■ WRITTEN INSTRUCTION ■
Every line from the one containing "Every instance gets a single point. Point out the parked" to the final line of the material below must be reproduced exactly; leave out all other lines.

--- Start of EXTRACTED INFORMATION ---

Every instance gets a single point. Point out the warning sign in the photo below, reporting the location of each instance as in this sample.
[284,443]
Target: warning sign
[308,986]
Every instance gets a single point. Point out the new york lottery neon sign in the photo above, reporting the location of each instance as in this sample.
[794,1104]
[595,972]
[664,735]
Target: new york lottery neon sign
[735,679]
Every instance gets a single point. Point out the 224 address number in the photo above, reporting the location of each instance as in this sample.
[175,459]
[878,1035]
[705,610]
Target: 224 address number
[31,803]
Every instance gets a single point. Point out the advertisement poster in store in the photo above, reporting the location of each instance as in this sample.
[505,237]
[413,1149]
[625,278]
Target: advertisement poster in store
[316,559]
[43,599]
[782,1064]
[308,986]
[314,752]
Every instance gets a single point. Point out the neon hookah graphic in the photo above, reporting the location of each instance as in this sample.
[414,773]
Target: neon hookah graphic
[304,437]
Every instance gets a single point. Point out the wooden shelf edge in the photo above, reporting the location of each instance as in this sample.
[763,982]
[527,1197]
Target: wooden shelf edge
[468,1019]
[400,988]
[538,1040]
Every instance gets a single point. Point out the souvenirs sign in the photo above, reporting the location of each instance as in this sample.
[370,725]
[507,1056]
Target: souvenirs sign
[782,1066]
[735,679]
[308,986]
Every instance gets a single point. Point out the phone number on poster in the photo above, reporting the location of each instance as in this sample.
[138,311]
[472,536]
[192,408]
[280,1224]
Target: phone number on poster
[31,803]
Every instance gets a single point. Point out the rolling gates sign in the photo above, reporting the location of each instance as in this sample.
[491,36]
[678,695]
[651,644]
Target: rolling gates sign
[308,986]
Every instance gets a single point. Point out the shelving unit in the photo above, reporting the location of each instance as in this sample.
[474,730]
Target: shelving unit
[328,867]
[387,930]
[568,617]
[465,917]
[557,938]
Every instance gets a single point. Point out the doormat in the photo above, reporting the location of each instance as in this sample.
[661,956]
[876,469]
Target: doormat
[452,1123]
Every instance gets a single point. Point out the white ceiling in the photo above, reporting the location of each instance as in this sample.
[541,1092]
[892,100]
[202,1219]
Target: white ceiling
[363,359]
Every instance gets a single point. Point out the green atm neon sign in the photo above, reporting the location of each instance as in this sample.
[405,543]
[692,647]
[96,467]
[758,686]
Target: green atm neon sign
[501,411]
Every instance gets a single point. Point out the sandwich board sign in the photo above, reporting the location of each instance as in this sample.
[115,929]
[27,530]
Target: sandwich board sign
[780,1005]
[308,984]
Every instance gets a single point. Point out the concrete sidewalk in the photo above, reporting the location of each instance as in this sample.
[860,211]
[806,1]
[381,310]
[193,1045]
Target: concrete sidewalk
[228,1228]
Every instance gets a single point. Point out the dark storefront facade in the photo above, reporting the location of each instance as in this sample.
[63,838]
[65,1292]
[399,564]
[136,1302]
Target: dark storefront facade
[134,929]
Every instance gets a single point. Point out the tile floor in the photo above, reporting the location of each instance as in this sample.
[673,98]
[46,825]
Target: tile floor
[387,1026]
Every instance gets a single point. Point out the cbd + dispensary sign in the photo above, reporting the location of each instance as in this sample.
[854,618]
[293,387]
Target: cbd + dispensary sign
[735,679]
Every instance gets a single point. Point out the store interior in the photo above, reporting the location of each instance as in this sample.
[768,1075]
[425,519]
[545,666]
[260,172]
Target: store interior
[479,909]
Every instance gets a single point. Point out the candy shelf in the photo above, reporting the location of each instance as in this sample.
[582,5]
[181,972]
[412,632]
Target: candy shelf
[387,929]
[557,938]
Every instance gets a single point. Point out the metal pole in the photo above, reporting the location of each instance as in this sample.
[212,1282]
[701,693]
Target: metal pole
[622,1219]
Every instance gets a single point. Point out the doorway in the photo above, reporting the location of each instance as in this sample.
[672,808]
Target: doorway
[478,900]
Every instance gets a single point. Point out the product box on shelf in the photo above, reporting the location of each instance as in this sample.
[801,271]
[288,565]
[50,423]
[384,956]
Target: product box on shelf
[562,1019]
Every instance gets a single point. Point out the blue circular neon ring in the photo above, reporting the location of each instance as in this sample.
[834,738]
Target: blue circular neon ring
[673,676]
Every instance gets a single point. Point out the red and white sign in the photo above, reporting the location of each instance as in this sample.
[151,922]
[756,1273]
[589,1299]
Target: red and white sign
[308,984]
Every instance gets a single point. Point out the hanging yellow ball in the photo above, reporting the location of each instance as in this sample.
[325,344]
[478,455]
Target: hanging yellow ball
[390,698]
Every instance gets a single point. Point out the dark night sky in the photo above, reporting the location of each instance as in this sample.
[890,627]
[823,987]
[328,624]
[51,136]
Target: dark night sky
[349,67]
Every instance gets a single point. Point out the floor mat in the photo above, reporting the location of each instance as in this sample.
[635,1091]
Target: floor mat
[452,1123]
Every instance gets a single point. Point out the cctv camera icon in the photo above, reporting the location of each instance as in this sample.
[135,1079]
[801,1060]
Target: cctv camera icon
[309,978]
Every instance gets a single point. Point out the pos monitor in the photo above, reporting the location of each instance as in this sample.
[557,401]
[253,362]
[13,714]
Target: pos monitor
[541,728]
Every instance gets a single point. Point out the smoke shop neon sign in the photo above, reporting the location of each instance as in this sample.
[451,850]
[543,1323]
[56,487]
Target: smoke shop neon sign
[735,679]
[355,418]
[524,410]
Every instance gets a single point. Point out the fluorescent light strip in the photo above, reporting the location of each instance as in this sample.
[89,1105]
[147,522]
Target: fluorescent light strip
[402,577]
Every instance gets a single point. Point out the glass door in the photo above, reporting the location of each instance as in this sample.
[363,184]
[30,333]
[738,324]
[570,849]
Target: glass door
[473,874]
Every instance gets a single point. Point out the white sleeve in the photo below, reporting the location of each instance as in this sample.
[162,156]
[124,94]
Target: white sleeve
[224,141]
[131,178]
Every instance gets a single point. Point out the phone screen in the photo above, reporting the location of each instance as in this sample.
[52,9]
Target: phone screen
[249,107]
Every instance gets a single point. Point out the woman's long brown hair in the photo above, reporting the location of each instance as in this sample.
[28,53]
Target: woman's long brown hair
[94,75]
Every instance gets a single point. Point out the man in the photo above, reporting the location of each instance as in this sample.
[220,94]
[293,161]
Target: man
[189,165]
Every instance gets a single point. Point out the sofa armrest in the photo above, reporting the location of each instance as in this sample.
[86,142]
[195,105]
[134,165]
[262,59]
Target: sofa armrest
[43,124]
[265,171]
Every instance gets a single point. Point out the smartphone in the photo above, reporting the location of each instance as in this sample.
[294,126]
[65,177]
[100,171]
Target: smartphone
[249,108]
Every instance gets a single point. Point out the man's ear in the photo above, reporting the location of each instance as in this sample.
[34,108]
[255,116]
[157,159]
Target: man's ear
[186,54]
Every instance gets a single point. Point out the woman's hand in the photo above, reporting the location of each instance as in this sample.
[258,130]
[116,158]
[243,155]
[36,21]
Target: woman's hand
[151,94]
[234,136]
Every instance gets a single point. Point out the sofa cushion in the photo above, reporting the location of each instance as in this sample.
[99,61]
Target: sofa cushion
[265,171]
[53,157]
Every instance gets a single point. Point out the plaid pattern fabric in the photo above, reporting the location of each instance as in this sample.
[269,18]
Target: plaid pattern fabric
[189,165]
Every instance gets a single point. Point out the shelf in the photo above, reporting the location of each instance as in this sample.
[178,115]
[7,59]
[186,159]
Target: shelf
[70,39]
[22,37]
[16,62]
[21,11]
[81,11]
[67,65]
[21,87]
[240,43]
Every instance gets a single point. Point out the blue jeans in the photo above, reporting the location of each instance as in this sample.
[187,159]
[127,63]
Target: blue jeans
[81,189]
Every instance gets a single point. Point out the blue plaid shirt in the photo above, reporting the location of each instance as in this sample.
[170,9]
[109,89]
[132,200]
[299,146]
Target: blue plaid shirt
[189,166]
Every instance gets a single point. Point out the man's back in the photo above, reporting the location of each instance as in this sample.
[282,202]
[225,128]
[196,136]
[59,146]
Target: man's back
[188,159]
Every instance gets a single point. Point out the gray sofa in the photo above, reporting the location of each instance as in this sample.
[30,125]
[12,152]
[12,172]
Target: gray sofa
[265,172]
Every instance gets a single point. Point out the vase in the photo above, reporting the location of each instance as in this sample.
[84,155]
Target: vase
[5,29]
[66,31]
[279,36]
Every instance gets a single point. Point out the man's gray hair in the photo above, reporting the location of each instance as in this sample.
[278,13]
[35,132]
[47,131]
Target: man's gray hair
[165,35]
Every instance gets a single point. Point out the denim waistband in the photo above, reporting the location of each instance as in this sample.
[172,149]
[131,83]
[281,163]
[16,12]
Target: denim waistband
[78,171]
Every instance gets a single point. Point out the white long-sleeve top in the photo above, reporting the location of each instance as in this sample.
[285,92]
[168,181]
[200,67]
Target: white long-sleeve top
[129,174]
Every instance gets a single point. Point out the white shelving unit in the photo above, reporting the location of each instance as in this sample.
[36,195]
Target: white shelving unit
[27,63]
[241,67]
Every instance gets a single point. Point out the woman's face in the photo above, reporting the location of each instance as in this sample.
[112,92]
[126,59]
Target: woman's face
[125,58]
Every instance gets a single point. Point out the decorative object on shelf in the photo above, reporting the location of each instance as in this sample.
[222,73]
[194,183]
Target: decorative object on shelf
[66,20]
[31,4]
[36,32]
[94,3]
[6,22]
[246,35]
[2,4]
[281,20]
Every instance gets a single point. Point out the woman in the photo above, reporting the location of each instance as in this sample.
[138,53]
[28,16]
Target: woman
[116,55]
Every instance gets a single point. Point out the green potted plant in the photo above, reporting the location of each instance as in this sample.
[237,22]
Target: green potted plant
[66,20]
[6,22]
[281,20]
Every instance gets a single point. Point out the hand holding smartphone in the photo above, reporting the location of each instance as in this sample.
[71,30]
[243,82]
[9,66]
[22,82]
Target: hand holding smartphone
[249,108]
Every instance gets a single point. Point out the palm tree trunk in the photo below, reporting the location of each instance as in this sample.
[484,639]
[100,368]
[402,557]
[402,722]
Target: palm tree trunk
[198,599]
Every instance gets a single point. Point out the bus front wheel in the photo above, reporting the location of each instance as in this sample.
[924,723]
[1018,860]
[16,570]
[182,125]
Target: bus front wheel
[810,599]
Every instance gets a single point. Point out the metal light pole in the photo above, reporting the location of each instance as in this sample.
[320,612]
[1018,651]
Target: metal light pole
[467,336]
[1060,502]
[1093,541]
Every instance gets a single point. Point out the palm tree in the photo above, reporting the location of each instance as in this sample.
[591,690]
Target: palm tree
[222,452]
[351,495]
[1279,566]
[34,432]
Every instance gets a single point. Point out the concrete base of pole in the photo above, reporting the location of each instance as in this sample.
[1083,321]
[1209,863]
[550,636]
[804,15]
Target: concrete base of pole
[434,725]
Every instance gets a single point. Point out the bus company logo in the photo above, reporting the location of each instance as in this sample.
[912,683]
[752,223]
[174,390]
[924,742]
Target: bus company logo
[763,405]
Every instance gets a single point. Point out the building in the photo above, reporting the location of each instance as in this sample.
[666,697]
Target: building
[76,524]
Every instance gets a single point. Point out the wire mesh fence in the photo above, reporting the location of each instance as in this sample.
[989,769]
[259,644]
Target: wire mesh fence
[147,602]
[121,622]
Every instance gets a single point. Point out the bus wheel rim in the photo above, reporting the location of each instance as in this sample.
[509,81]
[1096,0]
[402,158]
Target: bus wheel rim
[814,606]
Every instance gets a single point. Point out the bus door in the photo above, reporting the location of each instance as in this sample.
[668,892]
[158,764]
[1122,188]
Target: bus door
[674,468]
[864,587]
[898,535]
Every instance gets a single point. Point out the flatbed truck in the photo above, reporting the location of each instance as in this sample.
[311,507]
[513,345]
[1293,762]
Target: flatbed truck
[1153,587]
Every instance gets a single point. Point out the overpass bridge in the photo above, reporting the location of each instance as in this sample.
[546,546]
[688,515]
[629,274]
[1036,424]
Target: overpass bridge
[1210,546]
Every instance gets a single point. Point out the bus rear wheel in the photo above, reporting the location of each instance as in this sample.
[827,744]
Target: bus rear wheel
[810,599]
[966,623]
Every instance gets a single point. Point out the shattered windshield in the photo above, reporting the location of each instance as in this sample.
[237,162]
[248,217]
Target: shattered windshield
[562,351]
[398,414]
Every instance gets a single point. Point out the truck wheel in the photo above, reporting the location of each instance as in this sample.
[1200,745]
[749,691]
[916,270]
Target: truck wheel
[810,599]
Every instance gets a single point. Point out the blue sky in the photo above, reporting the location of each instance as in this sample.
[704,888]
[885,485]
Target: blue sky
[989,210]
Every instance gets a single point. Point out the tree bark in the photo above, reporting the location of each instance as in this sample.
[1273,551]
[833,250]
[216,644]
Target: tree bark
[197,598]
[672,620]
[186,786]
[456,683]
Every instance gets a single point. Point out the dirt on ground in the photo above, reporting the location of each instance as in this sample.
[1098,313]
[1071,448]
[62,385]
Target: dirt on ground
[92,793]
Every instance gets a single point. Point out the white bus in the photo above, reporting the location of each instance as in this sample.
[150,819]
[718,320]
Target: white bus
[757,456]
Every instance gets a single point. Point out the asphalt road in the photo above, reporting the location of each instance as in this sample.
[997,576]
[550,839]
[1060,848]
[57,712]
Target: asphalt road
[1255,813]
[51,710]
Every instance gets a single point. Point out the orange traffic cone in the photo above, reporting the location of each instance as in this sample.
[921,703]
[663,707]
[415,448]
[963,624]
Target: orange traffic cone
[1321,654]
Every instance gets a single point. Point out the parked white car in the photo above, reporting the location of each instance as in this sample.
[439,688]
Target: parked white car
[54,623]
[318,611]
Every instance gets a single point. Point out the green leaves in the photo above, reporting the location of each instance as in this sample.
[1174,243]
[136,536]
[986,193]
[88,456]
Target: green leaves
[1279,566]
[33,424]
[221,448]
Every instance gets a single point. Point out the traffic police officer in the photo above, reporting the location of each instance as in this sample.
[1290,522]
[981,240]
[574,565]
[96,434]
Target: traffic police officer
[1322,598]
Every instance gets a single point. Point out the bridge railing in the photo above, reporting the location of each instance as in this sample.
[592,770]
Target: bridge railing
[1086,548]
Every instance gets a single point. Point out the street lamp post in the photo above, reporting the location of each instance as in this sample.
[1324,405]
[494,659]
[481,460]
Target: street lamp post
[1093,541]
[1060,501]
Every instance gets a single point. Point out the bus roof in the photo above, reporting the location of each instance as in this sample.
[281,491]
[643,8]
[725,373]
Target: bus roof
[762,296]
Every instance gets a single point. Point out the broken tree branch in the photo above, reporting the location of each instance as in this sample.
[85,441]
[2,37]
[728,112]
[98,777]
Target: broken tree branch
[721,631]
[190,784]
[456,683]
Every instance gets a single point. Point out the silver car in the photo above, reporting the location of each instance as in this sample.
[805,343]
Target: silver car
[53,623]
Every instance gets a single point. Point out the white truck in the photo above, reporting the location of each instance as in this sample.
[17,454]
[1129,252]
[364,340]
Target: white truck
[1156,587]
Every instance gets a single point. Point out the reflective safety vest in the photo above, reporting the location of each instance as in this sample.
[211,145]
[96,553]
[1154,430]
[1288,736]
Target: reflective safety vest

--- End of EXTRACTED INFORMATION ---

■ ANSWER ■
Every instance gets a single point. Point out the parked white car in the photo above, reporting the location of each instance as in this sample.
[439,688]
Target: parked white car
[54,623]
[318,611]
Every instance gets a single point. Point out the green leaves in the photo above, reporting the location of each instance as in this sample.
[1174,243]
[136,536]
[986,193]
[88,456]
Target: green leaves
[1279,566]
[33,424]
[221,448]
Every instance gets a single point. Point out the traffic police officer in the photo above, reporting the location of each instance as in this sample.
[1290,522]
[981,240]
[574,565]
[96,434]
Target: traffic police officer
[1322,598]
Every instance gets a single point. Point out the bridge railing in the photo above, reporting the location of each instance as in this sample.
[592,770]
Target: bridge railing
[1086,548]
Every instance gets a single point. Point out the street lamp post in the photo above, reporting the location of each instance as in this sample.
[1324,405]
[494,659]
[481,460]
Target: street lamp post
[1093,541]
[1060,501]
Every instance gets a single point. Point out the bus roof in the photo above, reporting the location of each instance as in this sample.
[281,491]
[643,8]
[725,373]
Target: bus roof
[762,296]
Every instance gets a single point. Point out the broken tree branch in the photo above, reporting the location of each instance as in this sample.
[85,441]
[2,37]
[728,112]
[98,777]
Target: broken tree branch
[721,631]
[190,784]
[456,683]
Every instance gets a single point. Point out the silver car in the photo above, reporting the location of each instance as in this sample.
[805,343]
Target: silver car
[53,623]
Every instance gets a single point. Point out the white truck in the photo above, reporting the location of each instance as in this sample.
[17,454]
[1129,252]
[364,340]
Target: white truck
[1156,587]
Every instance gets a single point. Point out the reflective safety vest in the photo above, reporting the location of each instance as in this sample.
[211,145]
[96,553]
[1154,430]
[1288,736]
Target: reflective safety vest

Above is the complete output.